ENUNCIADO. Repita integralmente, sem nenhuma alteração, o trecho abaixo sobre o desenvolvimento do cérebro na primeira infância e o estresse tóxico.

TRECHO DO DOCUMENTO.

Ele conta que o cérebro humano atinge 80% do tamanho dele até o terceiro ano de vida. E é nessa etapa que formamos cerca de 40% das habilidades que levaremos para a fase adulta. Biologicamente, essa construção se dá através do encontro de duas células neuronais, a chamada sinapse.

Na primeira infância, a capacidade do nosso cérebro em criar sinapses é de 700 novas conexões neurais por segundo. “A neurociência nos mostra que, se não estimulamos o cérebro naquele momento, ele não avança. É a janela de oportunidades para nos desenvolvermos”, destaca Kisil.

E o que provoca esses estímulos é o ambiente em que a criança está: casa, escola, amigos e, principalmente, na relação com seus cuidadores. Viver na pobreza extrema, abuso físico e emocional recorrentes, negligência crônica, depressão materna grave, violência familiar, entre outras situações, geram o chamado estresse tóxico.

De acordo com Kisil, o estresse tóxico rompe a arquitetura cerebral, afeta órgãos de outros sistemas e leva a níveis mais baixos de responsividade dos sistemas de controle do estresse, além de elevar o risco de doenças relacionadas ao estresse, com impacto negativo no aprendizado mesmo quando adulto.

“O estresse tóxico não é intrínseco da criança, são situações contextuais, uma causa externa ao indivíduo. Tirar o estresse tóxico da criança pode alterar as condições de vida futura.”

Como médico e gestor de saúde, o professor começou a delinear um projeto a partir do ponto de vista da promoção e prevenção à saúde.

Racismo e saúde

Para a Fundação José Luiz Setúbal (FJLES), que há mais de dez anos atua na promoção da saúde infantil por meio da assistência, geração e disseminação de conhecimento, nada mais natural que o apoio a um projeto voltado a crianças e adolescentes negros. Eles são os que têm menos direitos assegurados e estão mais suscetíveis a vulnerabilidades, sofrendo o chamado racismo estrutural.

DADOS BRUTOS.

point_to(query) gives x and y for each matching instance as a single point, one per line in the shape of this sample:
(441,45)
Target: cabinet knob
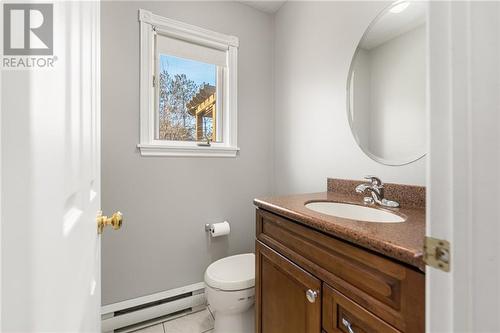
(347,325)
(311,295)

RESULTADO DO EXERCÍCIO.
Ele conta que o cérebro humano atinge 80% do tamanho dele até o terceiro ano de vida. E é nessa etapa que formamos cerca de 40% das habilidades que levaremos para a fase adulta. Biologicamente, essa construção se dá através do encontro de duas células neuronais, a chamada sinapse.

Na primeira infância, a capacidade do nosso cérebro em criar sinapses é de 700 novas conexões neurais por segundo. “A neurociência nos mostra que, se não estimulamos o cérebro naquele momento, ele não avança. É a janela de oportunidades para nos desenvolvermos”, destaca Kisil.

E o que provoca esses estímulos é o ambiente em que a criança está: casa, escola, amigos e, principalmente, na relação com seus cuidadores. Viver na pobreza extrema, abuso físico e emocional recorrentes, negligência crônica, depressão materna grave, violência familiar, entre outras situações, geram o chamado estresse tóxico.

De acordo com Kisil, o estresse tóxico rompe a arquitetura cerebral, afeta órgãos de outros sistemas e leva a níveis mais baixos de responsividade dos sistemas de controle do estresse, além de elevar o risco de doenças relacionadas ao estresse, com impacto negativo no aprendizado mesmo quando adulto.

“O estresse tóxico não é intrínseco da criança, são situações contextuais, uma causa externa ao indivíduo. Tirar o estresse tóxico da criança pode alterar as condições de vida futura.”

Como médico e gestor de saúde, o professor começou a delinear um projeto a partir do ponto de vista da promoção e prevenção à saúde.

Racismo e saúde

Para a Fundação José Luiz Setúbal (FJLES), que há mais de dez anos atua na promoção da saúde infantil por meio da assistência, geração e disseminação de conhecimento, nada mais natural que o apoio a um projeto voltado a crianças e adolescentes negros. Eles são os que têm menos direitos assegurados e estão mais suscetíveis a vulnerabilidades, sofrendo o chamado racismo estrutural.